Requirement
List every line of the records below that contains the word "background". Case counts.

:: Task material

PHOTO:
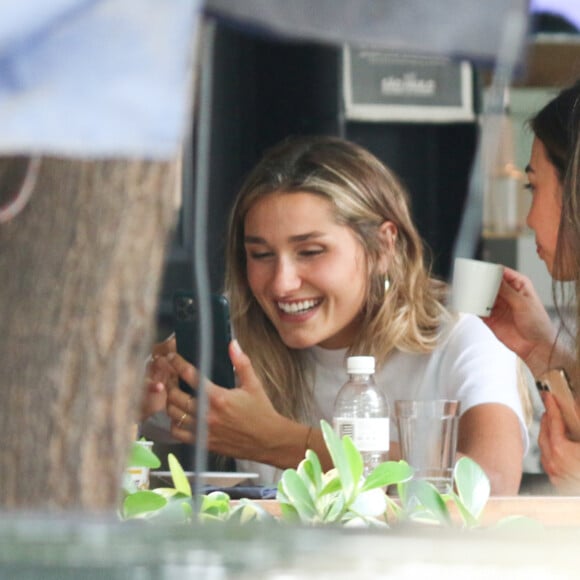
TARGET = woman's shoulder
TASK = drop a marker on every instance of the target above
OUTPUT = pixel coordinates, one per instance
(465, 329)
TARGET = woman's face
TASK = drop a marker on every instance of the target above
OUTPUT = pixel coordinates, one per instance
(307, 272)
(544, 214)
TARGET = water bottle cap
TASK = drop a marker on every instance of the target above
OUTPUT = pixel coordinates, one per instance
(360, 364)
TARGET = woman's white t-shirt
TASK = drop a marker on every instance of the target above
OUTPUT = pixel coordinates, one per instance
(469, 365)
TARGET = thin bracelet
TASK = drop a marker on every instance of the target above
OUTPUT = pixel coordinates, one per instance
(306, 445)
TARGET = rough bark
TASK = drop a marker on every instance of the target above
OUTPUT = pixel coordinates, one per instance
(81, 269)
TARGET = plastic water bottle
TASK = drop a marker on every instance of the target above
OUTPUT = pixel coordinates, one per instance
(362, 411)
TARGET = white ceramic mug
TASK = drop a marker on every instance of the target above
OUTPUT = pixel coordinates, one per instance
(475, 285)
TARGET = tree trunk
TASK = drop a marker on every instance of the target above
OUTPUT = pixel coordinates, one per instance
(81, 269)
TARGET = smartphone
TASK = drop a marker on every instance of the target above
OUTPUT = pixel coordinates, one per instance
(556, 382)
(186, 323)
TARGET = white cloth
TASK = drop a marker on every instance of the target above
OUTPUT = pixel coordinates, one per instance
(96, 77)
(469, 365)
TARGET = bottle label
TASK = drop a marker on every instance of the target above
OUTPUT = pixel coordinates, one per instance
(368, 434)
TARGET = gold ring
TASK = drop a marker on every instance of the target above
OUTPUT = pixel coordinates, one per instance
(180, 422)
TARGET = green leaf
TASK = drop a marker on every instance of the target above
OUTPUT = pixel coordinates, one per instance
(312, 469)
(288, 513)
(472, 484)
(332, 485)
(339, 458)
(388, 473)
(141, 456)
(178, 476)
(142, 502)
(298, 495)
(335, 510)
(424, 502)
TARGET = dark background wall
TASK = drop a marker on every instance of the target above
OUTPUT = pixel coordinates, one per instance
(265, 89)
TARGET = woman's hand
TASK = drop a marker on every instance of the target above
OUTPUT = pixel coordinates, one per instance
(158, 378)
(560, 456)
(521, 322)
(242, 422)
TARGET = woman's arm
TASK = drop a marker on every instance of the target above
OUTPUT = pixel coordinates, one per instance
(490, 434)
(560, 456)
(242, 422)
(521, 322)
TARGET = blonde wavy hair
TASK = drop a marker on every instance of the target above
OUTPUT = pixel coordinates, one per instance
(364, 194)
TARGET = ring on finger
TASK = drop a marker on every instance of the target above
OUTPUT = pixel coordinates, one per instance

::::
:: Task material

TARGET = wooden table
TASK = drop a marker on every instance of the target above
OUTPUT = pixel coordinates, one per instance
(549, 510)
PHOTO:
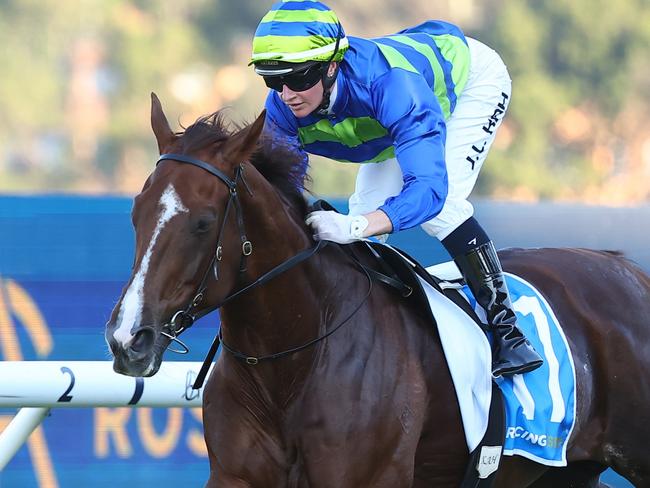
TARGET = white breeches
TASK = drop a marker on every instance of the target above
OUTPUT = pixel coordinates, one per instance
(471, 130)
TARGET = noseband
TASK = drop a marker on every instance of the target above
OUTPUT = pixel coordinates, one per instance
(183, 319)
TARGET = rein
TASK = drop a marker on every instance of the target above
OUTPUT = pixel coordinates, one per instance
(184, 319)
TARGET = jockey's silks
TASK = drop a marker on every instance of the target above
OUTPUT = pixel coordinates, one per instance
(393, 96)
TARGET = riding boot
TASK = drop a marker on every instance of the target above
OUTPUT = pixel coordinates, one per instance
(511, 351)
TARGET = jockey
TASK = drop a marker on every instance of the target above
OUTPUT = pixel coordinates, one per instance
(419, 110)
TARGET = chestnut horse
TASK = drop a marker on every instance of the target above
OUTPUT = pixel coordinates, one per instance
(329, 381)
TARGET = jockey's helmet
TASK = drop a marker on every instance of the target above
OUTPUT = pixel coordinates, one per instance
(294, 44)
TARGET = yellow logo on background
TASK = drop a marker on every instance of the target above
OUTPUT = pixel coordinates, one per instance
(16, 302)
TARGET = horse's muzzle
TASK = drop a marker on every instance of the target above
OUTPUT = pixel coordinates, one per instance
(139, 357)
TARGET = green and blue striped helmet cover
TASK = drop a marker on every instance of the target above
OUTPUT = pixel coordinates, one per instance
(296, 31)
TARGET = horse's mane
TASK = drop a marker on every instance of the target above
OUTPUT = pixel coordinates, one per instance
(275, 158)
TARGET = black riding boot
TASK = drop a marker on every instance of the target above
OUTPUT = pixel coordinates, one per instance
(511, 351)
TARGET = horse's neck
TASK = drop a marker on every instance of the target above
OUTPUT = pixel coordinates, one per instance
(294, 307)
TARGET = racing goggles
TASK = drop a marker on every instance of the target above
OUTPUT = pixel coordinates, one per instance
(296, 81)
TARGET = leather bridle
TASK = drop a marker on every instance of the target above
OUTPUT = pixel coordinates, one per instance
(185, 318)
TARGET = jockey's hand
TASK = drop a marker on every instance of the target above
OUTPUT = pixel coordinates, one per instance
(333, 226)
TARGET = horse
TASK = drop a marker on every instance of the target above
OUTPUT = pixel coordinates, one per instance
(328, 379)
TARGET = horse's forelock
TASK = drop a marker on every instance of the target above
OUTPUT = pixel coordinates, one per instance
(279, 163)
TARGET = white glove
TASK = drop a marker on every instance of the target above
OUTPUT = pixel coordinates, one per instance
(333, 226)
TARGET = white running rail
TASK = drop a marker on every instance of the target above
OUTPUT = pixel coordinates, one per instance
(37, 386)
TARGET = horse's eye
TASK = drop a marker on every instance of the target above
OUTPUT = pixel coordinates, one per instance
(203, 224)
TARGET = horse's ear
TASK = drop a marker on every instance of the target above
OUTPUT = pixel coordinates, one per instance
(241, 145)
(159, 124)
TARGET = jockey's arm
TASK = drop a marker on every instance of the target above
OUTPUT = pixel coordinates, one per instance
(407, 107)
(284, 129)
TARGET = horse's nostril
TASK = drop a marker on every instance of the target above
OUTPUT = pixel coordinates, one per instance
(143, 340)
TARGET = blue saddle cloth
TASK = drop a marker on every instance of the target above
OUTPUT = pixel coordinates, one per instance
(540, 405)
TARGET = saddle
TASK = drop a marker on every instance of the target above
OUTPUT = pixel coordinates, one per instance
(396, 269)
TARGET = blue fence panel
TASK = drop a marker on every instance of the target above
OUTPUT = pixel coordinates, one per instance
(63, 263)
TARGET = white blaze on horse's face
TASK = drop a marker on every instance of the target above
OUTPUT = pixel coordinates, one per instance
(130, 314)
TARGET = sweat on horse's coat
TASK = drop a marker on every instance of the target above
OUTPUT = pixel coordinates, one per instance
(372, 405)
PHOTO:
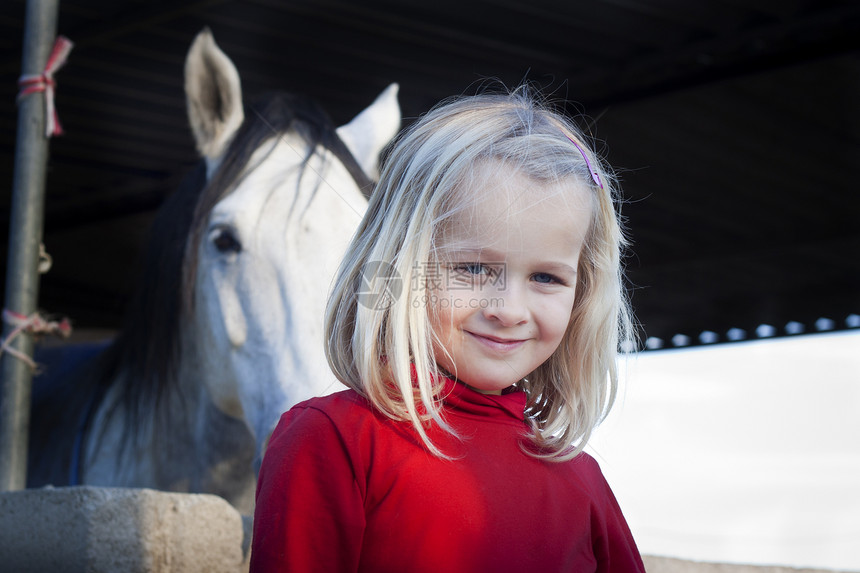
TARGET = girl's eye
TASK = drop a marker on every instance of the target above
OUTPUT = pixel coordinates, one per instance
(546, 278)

::::

Full output
TARGET = dark background wall
TARGET = yellow logo on background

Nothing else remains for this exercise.